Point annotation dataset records
'''

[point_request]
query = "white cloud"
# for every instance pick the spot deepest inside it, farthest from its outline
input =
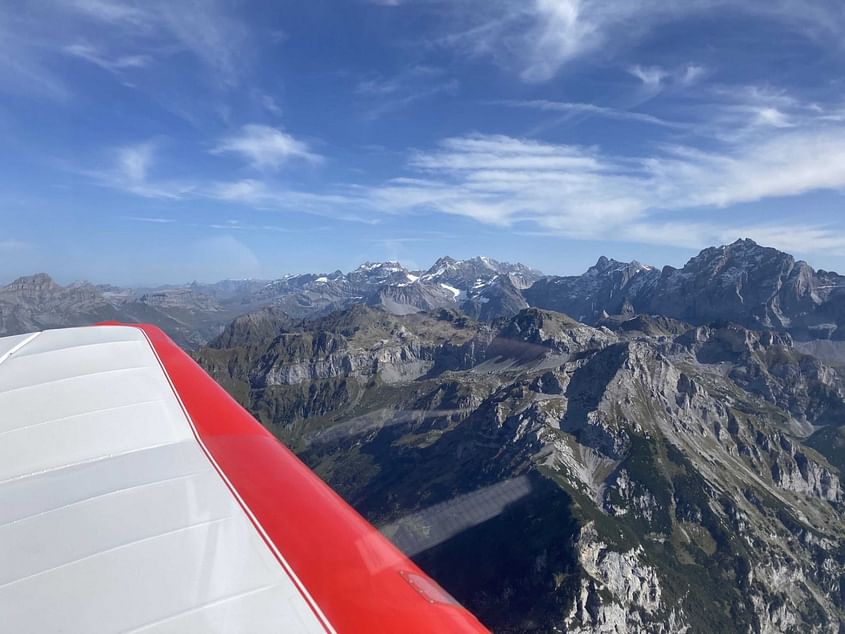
(221, 257)
(266, 147)
(130, 170)
(93, 55)
(574, 108)
(692, 73)
(581, 192)
(416, 83)
(652, 77)
(537, 38)
(204, 28)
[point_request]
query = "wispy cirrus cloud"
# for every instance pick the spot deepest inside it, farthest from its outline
(265, 147)
(537, 38)
(385, 94)
(130, 170)
(97, 57)
(583, 192)
(576, 108)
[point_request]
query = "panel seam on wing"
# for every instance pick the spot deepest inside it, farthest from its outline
(134, 542)
(8, 354)
(312, 603)
(23, 476)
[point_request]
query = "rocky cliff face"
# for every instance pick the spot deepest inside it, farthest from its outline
(555, 476)
(743, 283)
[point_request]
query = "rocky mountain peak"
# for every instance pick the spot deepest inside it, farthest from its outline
(37, 282)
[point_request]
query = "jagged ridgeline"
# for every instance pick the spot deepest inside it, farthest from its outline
(639, 474)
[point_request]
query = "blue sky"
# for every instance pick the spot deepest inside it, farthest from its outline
(150, 142)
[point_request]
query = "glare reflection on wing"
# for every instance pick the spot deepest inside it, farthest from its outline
(425, 529)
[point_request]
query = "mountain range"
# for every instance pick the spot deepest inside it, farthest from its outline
(633, 449)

'''

=== DIRECTION ===
Exactly as written, return every line of the listing, but not the pictures.

=== CORRECT RESPONSE ===
[point_request]
query = "white cloud"
# for every instance pick the spot deepest inside it, farthest from its outline
input =
(221, 257)
(266, 147)
(130, 170)
(93, 55)
(574, 108)
(692, 73)
(581, 192)
(416, 83)
(652, 77)
(537, 38)
(204, 28)
[point_request]
query = "wispy cirrus cloud"
# for every instance pick the spot deepest inside it, farthest from its outline
(265, 147)
(537, 38)
(385, 94)
(130, 170)
(97, 57)
(583, 192)
(576, 108)
[point_request]
query = "panel seam on wing"
# for every instance pick the spot deepest inside it, farthest from its outline
(134, 542)
(8, 354)
(312, 603)
(23, 476)
[point_request]
query = "rocky cliff face"
# for every instance pick the spot deepest inside it, farthest from its outline
(555, 476)
(743, 283)
[point_request]
query = "rocky mountain peak"
# for every instance pick the spot deepest inside it, farthest from its outline
(37, 282)
[point_request]
query = "jagged ridgeline"
# for every instance pick the spot deepest inside it, farthest from its outline
(639, 474)
[point_request]
query = "blue sky"
# for every instance pick the spot deepest inside it, farthest from its outline
(150, 142)
[point_request]
query = "glare reflection on wing"
# for every instance pick the spot deepest inside it, farthest from its outline
(425, 529)
[point_request]
query = "mountain range"
# for every instance pick the spot deepest inside it, farthest from its outline
(633, 449)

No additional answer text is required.